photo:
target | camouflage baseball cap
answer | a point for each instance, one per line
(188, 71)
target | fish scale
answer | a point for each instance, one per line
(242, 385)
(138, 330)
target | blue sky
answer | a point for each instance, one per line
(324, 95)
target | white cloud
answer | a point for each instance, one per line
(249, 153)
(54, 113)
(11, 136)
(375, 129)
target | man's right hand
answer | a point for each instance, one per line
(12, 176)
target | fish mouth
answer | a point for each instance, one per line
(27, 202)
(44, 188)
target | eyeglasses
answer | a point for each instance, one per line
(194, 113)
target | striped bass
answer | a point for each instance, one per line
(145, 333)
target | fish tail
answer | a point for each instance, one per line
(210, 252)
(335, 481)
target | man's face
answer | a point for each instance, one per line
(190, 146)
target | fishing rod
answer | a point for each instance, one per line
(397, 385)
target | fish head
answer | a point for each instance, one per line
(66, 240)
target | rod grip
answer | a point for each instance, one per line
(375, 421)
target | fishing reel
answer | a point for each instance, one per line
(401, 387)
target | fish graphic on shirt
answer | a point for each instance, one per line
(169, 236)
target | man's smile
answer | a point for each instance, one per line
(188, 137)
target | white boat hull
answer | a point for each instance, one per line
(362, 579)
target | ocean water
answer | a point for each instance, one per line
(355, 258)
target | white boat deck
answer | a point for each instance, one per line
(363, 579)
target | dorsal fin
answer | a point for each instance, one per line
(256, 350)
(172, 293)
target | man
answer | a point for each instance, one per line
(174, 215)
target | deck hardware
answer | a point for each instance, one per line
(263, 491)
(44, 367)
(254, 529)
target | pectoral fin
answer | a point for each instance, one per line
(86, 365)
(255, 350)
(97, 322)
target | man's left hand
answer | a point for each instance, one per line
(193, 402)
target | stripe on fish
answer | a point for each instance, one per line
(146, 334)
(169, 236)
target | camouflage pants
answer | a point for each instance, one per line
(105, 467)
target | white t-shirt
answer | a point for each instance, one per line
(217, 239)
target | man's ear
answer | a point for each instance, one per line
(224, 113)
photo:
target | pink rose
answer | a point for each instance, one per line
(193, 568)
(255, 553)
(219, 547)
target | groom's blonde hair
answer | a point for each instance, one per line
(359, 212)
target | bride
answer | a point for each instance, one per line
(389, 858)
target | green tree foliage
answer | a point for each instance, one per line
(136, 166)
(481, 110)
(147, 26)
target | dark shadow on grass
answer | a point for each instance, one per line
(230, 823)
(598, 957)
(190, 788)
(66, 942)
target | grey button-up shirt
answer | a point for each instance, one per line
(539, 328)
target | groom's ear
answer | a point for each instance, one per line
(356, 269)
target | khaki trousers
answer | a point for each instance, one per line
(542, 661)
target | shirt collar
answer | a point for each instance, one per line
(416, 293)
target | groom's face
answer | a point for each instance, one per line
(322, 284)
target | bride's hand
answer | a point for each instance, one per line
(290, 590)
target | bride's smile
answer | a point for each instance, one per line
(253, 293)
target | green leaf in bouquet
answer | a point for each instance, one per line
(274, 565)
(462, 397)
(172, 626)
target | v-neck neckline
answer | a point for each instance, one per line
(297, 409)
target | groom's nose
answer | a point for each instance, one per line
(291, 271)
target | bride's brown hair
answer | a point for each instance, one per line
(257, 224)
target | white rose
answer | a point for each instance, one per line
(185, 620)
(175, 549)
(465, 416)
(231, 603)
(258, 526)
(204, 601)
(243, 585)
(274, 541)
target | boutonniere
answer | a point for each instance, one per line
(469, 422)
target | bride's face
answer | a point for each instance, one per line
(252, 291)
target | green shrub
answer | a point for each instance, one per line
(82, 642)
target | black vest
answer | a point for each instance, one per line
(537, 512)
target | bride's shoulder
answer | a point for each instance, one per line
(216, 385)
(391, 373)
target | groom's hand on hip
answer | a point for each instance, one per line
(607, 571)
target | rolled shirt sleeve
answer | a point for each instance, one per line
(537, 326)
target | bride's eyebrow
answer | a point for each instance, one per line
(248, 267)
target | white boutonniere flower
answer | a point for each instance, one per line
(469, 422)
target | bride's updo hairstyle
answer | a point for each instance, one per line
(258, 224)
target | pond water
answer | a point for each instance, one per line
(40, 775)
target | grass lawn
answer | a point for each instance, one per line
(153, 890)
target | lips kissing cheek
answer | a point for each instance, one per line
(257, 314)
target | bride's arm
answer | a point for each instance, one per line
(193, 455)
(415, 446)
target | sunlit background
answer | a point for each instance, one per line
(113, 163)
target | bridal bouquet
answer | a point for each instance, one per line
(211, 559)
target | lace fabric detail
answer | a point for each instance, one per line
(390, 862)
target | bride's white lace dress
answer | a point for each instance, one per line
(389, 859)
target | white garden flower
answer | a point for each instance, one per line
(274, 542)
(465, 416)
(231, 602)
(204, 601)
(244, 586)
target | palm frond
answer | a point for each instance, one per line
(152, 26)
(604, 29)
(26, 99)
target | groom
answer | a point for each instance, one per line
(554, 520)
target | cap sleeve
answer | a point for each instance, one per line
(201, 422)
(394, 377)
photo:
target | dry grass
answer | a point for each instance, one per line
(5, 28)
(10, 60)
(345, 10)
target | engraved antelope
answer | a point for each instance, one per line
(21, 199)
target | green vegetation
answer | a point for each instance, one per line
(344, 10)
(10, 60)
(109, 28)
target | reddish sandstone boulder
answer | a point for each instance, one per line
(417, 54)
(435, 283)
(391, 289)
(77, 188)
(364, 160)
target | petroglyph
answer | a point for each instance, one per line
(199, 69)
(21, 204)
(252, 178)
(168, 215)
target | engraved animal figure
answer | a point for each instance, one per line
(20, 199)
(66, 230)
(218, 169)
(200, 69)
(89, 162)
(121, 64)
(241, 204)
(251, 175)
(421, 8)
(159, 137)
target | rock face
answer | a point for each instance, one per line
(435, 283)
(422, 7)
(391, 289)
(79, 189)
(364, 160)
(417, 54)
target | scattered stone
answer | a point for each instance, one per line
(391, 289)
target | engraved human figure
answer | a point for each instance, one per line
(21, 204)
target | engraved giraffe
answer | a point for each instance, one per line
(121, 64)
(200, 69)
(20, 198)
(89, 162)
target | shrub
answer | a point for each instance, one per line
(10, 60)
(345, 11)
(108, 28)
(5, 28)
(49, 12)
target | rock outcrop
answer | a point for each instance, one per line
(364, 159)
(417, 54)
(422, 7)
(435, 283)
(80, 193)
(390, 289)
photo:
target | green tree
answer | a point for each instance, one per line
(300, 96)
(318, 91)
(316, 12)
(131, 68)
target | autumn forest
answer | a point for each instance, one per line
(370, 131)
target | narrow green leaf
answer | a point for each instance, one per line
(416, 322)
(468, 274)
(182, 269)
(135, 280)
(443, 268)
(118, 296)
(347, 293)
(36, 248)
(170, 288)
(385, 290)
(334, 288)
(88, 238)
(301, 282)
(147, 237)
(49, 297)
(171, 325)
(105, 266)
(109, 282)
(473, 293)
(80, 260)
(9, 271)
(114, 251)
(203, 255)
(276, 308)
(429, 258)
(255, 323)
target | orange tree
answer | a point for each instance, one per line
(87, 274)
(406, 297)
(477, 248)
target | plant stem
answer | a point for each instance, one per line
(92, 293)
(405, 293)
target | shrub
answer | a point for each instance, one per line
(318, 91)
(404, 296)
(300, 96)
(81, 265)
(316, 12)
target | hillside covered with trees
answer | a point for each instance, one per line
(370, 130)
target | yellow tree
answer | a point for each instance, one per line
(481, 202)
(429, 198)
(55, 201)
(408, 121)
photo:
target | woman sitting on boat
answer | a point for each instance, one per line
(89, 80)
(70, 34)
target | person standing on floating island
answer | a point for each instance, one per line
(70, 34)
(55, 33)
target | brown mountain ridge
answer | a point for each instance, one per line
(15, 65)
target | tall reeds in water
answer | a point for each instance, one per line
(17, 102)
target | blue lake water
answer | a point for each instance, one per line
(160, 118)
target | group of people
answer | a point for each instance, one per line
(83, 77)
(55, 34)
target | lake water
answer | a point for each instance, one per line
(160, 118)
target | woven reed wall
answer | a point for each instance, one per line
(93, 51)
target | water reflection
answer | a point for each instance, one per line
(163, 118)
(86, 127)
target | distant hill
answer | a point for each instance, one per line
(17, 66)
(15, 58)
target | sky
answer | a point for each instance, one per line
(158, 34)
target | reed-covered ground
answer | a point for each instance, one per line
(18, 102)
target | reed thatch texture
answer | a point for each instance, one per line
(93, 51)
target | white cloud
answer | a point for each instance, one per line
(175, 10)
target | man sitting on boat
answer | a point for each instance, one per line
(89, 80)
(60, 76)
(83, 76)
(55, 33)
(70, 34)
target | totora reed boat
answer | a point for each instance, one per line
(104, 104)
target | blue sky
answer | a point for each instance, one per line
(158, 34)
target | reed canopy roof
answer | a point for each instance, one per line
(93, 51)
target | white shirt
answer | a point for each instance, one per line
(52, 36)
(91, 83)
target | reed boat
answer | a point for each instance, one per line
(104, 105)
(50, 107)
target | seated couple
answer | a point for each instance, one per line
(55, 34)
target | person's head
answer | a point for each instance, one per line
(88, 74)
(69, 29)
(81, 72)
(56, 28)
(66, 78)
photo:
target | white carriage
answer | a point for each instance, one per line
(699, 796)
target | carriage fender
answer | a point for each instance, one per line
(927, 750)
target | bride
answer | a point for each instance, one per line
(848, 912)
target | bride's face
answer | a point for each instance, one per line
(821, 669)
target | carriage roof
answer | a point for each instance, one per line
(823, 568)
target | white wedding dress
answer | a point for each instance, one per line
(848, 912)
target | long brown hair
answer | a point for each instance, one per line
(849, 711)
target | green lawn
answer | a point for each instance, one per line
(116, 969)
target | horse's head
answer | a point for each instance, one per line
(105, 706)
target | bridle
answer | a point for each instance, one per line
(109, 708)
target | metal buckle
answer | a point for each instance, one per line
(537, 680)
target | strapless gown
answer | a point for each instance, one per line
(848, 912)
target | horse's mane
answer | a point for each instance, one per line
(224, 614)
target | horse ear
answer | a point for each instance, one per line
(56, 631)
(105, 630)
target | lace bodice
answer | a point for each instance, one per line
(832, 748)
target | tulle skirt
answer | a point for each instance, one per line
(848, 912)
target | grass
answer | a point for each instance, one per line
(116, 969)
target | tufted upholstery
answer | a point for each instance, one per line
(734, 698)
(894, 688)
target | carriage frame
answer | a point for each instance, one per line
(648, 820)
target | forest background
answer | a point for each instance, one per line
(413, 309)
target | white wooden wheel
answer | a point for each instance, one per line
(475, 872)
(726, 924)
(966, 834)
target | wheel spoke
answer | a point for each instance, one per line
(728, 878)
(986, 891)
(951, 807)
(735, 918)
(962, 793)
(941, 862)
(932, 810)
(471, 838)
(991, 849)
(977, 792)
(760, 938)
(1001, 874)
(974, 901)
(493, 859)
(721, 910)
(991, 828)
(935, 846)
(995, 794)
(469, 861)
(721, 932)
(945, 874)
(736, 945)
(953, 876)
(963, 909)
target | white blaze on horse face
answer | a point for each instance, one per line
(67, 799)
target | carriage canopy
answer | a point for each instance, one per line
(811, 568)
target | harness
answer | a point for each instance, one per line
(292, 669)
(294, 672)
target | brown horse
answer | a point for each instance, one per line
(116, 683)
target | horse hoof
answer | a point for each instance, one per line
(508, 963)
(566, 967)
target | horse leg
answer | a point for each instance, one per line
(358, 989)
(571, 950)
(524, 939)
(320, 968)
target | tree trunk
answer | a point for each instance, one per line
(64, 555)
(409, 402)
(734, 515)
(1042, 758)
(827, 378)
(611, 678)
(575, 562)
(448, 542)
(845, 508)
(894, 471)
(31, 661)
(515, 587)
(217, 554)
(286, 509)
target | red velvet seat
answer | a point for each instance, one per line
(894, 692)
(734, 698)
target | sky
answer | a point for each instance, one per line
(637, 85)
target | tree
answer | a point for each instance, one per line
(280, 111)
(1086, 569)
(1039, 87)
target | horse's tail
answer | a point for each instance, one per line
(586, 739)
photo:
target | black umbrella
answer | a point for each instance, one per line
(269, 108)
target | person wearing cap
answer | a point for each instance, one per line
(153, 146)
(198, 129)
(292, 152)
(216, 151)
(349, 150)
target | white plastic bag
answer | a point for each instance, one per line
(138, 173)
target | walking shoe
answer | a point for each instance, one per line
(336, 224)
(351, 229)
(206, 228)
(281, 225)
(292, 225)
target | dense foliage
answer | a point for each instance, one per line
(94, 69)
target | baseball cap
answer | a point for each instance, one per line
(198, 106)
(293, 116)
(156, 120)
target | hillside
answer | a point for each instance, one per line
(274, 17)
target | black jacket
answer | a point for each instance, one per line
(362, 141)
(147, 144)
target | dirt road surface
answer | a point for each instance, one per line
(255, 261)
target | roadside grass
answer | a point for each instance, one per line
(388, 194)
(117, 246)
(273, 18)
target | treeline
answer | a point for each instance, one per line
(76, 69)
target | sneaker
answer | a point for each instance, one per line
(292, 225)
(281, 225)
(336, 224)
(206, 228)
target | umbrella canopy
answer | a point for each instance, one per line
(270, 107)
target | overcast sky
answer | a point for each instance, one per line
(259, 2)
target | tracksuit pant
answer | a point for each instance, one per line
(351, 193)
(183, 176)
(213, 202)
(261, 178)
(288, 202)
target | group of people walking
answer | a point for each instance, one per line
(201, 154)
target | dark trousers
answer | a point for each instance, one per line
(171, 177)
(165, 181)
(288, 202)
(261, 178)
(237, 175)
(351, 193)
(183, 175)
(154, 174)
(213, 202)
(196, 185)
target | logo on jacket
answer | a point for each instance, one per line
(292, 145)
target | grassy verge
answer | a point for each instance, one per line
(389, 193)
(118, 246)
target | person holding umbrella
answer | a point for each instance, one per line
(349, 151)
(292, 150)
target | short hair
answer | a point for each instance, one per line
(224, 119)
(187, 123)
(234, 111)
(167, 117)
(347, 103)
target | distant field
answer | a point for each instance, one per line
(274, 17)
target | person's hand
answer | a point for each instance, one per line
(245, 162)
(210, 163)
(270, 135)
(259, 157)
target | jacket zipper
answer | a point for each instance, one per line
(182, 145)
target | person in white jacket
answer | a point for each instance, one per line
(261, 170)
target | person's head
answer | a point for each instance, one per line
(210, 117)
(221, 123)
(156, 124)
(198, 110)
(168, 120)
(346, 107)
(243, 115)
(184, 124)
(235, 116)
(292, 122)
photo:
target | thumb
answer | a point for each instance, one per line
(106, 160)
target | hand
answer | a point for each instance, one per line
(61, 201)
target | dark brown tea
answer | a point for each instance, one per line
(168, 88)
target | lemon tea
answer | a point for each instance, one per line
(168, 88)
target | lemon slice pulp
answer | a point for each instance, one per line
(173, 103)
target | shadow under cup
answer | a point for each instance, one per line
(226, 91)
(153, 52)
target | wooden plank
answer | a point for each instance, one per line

### Stated problem
Return, word for word, each line from the line that contains "target | logo on jacket" to the end of the listing above; include both end lines and nothing else.

### Exercise solution
target | logo on jacket
answer | a point for each instance, one per line
(292, 145)
target | grassy verge
answer | a point for each instance, one per line
(389, 193)
(118, 246)
target | person holding umbrella
answer | a point for each instance, one per line
(349, 151)
(292, 150)
target | short hair
answer | a point for each instance, one per line
(224, 119)
(187, 123)
(234, 111)
(167, 117)
(347, 103)
target | distant field
answer | a point for each instance, one per line
(274, 17)
target | person's hand
answer | a point for each instance, one per line
(245, 162)
(210, 163)
(270, 135)
(259, 157)
target | jacket zipper
answer | a point for each instance, one per line
(182, 145)
target | person in white jacket
answer | a point for each instance, one per line
(261, 170)
target | person's head
answer | a point for each instance, one per line
(210, 117)
(221, 123)
(156, 124)
(198, 110)
(168, 120)
(346, 107)
(243, 115)
(184, 124)
(235, 116)
(292, 122)
photo:
target | thumb
answer | a point for each instance, one per line
(106, 160)
target | hand
answer | a point for each instance, one per line
(61, 201)
target | dark brown tea
answer | a point for each instance, one per line
(168, 88)
target | lemon tea
answer | a point for each instance, one per line
(168, 88)
target | lemon slice pulp
answer | a point for each instance, one per line
(173, 103)
target | shadow under cup
answer | a point for each instance, one per line
(226, 91)
(153, 52)
target | wooden plank
answer | a point for each instance, one per line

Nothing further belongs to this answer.